(Data listing)

★ ★ ★ ★ ★ ★ ★

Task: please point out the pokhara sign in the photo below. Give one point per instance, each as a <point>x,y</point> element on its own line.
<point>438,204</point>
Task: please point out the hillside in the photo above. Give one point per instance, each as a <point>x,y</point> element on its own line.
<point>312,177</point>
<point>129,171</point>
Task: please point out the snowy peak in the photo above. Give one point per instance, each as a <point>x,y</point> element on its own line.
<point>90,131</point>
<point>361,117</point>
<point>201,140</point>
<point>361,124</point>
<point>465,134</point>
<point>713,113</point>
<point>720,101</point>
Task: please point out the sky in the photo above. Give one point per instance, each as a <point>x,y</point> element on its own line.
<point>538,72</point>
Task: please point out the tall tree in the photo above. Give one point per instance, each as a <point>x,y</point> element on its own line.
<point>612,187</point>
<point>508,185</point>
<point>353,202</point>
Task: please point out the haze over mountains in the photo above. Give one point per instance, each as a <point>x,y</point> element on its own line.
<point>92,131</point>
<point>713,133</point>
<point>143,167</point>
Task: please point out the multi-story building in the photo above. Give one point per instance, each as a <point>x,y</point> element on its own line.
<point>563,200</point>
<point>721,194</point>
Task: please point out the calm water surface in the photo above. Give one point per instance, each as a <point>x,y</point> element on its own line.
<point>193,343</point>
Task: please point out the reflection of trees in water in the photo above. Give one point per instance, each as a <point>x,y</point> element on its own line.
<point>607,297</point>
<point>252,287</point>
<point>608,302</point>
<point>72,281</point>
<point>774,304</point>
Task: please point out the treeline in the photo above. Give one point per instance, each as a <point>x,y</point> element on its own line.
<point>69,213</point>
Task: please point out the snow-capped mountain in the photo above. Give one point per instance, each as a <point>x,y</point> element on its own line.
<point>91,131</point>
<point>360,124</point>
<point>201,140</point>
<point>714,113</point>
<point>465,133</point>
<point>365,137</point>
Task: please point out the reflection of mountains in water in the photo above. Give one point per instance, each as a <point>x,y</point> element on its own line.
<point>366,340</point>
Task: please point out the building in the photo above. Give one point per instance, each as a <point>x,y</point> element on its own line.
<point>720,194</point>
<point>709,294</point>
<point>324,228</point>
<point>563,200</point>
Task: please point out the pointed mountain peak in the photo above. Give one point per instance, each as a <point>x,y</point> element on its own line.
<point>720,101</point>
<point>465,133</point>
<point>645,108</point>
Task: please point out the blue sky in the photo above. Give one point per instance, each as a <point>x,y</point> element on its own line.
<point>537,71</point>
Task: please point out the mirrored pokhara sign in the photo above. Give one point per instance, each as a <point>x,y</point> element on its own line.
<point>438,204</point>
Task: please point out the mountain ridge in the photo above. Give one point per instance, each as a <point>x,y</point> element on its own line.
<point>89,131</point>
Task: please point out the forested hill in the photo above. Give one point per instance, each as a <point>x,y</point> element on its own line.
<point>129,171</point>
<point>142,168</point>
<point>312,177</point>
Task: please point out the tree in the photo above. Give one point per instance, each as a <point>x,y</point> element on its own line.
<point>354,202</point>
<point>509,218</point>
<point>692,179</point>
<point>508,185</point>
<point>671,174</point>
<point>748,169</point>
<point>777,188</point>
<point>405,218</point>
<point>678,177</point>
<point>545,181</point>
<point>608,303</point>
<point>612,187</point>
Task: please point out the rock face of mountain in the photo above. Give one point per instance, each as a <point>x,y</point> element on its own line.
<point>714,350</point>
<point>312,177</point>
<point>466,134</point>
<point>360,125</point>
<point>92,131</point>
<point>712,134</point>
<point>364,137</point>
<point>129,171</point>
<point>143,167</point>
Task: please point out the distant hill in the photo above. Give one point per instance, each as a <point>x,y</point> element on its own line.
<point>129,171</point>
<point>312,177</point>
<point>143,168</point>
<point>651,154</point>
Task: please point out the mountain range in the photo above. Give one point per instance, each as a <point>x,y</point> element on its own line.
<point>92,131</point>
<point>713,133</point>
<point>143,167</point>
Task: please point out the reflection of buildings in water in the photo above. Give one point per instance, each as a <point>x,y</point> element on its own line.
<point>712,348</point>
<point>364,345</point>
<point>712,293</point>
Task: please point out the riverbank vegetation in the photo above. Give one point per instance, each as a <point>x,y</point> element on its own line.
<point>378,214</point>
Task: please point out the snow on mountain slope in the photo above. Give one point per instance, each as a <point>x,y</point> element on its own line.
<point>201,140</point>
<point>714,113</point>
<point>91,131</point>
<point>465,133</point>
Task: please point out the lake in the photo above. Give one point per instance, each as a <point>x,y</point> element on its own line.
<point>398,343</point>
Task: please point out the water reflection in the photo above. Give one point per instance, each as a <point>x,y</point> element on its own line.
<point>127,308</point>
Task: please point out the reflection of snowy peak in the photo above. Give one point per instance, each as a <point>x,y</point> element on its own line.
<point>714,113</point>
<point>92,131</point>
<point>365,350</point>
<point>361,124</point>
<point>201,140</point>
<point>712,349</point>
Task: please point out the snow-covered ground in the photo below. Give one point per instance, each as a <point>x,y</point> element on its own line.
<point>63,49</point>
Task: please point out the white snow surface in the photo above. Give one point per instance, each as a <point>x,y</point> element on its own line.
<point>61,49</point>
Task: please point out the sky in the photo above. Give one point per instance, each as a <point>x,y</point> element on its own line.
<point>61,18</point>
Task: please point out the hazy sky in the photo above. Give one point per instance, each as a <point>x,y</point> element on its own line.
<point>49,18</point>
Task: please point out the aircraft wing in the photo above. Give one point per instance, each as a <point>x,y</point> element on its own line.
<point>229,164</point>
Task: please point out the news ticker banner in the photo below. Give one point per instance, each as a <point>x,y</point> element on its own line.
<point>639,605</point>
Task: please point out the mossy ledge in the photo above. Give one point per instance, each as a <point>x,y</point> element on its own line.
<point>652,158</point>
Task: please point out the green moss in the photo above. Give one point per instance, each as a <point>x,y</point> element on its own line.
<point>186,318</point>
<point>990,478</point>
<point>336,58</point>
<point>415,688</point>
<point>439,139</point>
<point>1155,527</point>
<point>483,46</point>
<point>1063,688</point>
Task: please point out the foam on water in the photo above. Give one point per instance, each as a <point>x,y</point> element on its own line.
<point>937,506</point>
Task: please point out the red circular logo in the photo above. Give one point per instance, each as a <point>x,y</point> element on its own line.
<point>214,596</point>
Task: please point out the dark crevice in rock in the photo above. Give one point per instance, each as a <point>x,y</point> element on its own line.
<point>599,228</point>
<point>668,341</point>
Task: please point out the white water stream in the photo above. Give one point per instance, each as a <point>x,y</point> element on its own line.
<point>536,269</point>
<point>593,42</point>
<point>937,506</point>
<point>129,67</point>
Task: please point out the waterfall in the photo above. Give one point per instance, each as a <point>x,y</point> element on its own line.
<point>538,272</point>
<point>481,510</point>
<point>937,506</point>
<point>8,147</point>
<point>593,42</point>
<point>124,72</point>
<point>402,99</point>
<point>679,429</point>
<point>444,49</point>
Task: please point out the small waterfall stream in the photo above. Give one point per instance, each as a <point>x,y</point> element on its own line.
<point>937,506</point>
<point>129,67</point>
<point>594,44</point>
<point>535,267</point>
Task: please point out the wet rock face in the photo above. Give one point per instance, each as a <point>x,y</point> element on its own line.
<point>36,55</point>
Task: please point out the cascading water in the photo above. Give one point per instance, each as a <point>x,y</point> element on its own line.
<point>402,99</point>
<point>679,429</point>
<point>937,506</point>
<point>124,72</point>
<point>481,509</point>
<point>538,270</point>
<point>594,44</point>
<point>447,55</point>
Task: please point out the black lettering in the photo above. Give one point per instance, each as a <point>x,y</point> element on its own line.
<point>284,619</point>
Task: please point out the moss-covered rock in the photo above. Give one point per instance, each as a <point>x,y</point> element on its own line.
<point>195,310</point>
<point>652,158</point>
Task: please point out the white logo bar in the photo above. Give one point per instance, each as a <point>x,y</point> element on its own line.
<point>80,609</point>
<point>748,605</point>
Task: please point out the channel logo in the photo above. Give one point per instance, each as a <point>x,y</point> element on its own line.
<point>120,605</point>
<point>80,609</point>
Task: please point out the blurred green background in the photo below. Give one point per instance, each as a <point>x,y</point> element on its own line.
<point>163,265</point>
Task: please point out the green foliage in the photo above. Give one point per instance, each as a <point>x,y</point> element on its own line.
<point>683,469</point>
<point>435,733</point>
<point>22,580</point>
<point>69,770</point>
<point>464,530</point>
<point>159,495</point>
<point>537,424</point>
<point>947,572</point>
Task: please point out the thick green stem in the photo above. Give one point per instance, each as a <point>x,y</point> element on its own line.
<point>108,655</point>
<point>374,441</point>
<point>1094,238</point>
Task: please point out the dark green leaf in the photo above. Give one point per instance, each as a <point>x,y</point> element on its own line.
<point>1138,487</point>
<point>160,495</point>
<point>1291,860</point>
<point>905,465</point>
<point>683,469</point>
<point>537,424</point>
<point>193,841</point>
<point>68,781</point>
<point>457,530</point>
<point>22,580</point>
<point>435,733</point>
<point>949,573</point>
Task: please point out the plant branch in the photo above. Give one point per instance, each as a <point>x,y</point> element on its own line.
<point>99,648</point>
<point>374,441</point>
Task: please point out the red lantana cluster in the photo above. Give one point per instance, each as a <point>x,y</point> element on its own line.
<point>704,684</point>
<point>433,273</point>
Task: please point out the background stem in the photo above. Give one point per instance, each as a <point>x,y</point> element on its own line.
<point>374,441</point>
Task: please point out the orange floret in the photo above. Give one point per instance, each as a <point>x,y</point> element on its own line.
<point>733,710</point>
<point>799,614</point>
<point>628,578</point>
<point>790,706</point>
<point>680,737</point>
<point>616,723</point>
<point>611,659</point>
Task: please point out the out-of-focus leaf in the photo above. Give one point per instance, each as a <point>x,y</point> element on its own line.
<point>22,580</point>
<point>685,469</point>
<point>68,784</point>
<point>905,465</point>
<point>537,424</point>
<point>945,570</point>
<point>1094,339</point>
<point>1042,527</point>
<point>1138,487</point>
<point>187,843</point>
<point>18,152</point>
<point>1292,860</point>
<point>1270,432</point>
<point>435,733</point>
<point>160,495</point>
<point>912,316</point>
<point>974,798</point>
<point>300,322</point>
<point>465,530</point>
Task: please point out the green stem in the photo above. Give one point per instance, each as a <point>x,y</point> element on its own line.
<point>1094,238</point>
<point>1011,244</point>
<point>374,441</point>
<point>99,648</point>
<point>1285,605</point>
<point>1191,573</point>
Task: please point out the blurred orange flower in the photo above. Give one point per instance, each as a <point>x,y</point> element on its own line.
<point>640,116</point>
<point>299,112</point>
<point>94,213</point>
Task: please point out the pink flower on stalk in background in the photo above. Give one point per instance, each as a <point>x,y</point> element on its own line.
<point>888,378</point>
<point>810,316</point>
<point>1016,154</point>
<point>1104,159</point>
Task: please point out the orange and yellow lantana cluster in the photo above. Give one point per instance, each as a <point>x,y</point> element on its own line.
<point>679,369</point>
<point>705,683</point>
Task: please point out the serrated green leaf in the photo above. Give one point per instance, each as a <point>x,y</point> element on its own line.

★ ★ ★ ★ ★ ★ ★

Exercise requirements :: Copy out the lines from the one with "Task: please point out the reflection of snowy" up to and including the one with "<point>63,49</point>", character for character.

Response to the exercise ::
Task: please point out the reflection of snowy peak in the photo above. Give one point per instance, each as a <point>x,y</point> element on its own line.
<point>714,113</point>
<point>92,131</point>
<point>365,350</point>
<point>361,124</point>
<point>201,140</point>
<point>712,349</point>
Task: please point out the snow-covered ground in the photo below. Give one point per instance, each as a <point>x,y</point> element on its own line.
<point>63,49</point>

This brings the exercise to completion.